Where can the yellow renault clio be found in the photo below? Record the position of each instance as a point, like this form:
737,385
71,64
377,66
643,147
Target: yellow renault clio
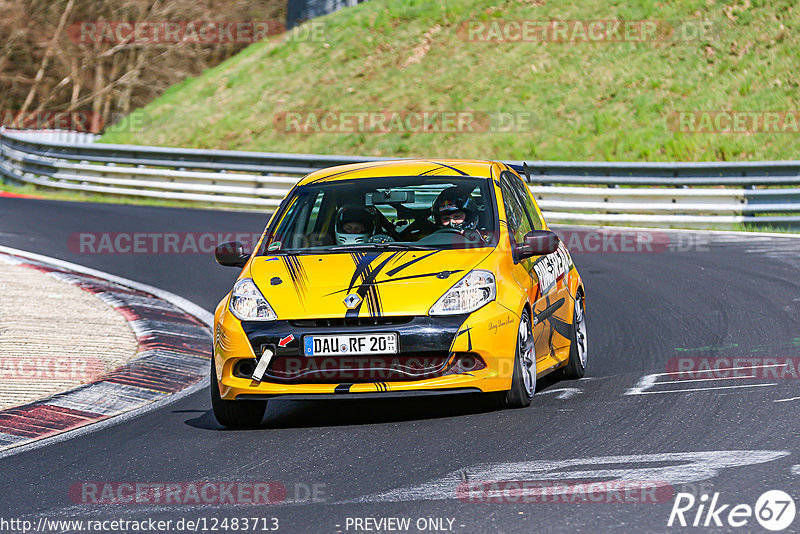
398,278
--
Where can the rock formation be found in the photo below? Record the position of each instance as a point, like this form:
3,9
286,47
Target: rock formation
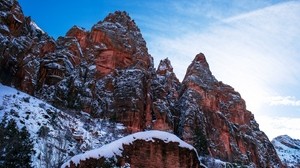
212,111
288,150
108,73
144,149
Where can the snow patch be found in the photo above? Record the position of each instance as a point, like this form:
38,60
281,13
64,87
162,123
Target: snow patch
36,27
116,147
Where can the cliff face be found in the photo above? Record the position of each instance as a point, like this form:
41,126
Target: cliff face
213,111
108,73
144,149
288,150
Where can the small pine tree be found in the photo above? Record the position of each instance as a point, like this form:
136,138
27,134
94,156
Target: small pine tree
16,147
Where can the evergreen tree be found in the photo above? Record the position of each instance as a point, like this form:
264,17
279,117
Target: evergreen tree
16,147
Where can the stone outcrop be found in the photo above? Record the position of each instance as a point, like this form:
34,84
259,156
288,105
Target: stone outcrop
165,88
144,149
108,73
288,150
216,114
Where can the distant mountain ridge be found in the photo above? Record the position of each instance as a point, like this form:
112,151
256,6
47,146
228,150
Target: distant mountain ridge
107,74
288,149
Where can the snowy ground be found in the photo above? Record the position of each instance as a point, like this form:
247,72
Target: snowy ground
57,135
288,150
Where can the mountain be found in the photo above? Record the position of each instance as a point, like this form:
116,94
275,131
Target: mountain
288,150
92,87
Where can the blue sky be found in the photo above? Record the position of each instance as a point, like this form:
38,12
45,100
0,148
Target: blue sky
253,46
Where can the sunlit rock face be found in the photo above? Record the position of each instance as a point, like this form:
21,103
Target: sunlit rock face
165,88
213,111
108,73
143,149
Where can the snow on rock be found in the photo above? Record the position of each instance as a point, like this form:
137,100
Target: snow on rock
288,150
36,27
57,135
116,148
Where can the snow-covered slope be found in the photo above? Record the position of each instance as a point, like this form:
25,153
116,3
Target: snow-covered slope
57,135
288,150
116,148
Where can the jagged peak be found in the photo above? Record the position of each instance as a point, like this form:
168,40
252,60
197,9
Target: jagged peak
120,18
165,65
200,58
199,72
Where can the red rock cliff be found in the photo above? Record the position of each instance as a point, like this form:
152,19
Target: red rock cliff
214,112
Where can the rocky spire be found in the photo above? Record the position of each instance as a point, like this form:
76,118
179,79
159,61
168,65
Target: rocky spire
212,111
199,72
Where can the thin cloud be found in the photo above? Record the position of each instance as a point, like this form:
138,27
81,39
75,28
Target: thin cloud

## Instructions to follow
Determine the number of lines in the listing above containing the word "below"; respond with that figure only.

## Result for this exercise
2